> [Your objective]
In this exercise, restate the listing word for word.

(Task material)

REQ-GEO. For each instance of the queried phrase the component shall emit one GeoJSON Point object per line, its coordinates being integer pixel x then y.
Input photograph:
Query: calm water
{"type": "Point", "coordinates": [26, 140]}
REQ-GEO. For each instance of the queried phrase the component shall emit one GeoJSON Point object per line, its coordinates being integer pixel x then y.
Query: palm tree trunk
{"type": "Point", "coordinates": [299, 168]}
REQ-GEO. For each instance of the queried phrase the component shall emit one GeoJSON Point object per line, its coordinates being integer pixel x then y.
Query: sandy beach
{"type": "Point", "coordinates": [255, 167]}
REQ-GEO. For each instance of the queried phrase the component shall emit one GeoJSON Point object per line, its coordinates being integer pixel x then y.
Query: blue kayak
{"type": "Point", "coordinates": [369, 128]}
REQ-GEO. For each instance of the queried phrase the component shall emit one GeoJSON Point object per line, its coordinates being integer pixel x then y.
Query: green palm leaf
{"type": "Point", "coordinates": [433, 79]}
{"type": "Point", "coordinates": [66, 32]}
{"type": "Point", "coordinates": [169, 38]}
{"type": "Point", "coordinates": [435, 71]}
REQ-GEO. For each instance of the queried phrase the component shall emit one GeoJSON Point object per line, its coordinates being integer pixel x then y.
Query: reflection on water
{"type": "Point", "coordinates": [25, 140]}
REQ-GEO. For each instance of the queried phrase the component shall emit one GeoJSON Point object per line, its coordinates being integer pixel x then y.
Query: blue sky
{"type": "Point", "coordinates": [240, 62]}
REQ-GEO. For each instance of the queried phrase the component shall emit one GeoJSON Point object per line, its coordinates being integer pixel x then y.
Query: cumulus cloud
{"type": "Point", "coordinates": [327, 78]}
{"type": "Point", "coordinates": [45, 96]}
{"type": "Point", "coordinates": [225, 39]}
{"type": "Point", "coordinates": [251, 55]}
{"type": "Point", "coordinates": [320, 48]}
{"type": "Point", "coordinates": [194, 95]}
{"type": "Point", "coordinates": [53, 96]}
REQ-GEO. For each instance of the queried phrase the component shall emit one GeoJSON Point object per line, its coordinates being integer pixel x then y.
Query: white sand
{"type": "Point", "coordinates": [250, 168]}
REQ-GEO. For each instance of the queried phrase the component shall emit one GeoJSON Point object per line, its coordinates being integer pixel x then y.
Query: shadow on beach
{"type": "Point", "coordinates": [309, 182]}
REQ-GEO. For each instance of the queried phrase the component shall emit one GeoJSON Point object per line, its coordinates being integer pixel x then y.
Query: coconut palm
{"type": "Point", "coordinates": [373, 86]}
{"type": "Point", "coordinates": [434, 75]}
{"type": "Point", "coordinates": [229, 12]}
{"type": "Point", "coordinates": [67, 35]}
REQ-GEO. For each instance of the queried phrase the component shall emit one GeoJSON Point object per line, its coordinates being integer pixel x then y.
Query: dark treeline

(End Task material)

> [Solution below]
REQ-GEO. For each instance of the queried phrase the component shall emit one GeoJSON Point object per line, its coordinates being integer pixel x then y.
Input photograph:
Query: calm water
{"type": "Point", "coordinates": [26, 140]}
REQ-GEO. For each instance of the queried phrase the component shall emit one GeoJSON Point object per line, its coordinates being integer pixel x then y.
Query: palm tree trunk
{"type": "Point", "coordinates": [299, 168]}
REQ-GEO. For each instance of the queried phrase the component shall emit one GeoJSON Point object per line, its coordinates being integer pixel x then y.
Query: sandy beach
{"type": "Point", "coordinates": [255, 167]}
REQ-GEO. For each instance of the queried phrase the component shall emit one GeoJSON Point object per line, its coordinates being integer pixel x then y.
Query: blue kayak
{"type": "Point", "coordinates": [369, 128]}
REQ-GEO. For each instance of the queried phrase the component shall emit one GeoJSON Point object per line, its coordinates being integer pixel x then y.
Query: green palm leaf
{"type": "Point", "coordinates": [433, 79]}
{"type": "Point", "coordinates": [66, 32]}
{"type": "Point", "coordinates": [169, 38]}
{"type": "Point", "coordinates": [435, 71]}
REQ-GEO. For each instance of the queried phrase the component shall emit one GeoJSON Point object per line, its coordinates being integer pixel x then y.
Query: reflection on water
{"type": "Point", "coordinates": [25, 140]}
REQ-GEO. For each instance of the queried phrase the component shall emit one GeoJSON Point object per line, its coordinates being integer pixel x then y.
Query: blue sky
{"type": "Point", "coordinates": [240, 62]}
REQ-GEO. For each instance of the queried phrase the component shall emit one GeoJSON Point object per line, its coordinates being integer pixel x then y.
Query: cumulus cloud
{"type": "Point", "coordinates": [327, 78]}
{"type": "Point", "coordinates": [45, 96]}
{"type": "Point", "coordinates": [225, 39]}
{"type": "Point", "coordinates": [251, 55]}
{"type": "Point", "coordinates": [320, 48]}
{"type": "Point", "coordinates": [194, 95]}
{"type": "Point", "coordinates": [53, 96]}
REQ-GEO. For each instance of the queried phrase the component shall emit one GeoJSON Point object per line, its coordinates being integer pixel x then y.
Query: white sand
{"type": "Point", "coordinates": [250, 168]}
REQ-GEO. For each instance of the queried phrase the component shall emit one GeoJSON Point object per line, its coordinates being integer pixel x then y.
Query: shadow on beach
{"type": "Point", "coordinates": [309, 182]}
REQ-GEO. For each instance of the queried phrase the component shall emit one GeoJSON Point object per line, its coordinates being integer pixel x then y.
Query: coconut palm
{"type": "Point", "coordinates": [373, 86]}
{"type": "Point", "coordinates": [434, 75]}
{"type": "Point", "coordinates": [229, 12]}
{"type": "Point", "coordinates": [67, 35]}
REQ-GEO. For each instance of the queried phrase the component shall emit one GeoJSON Point object per line, its coordinates being integer pixel x then y.
Query: dark treeline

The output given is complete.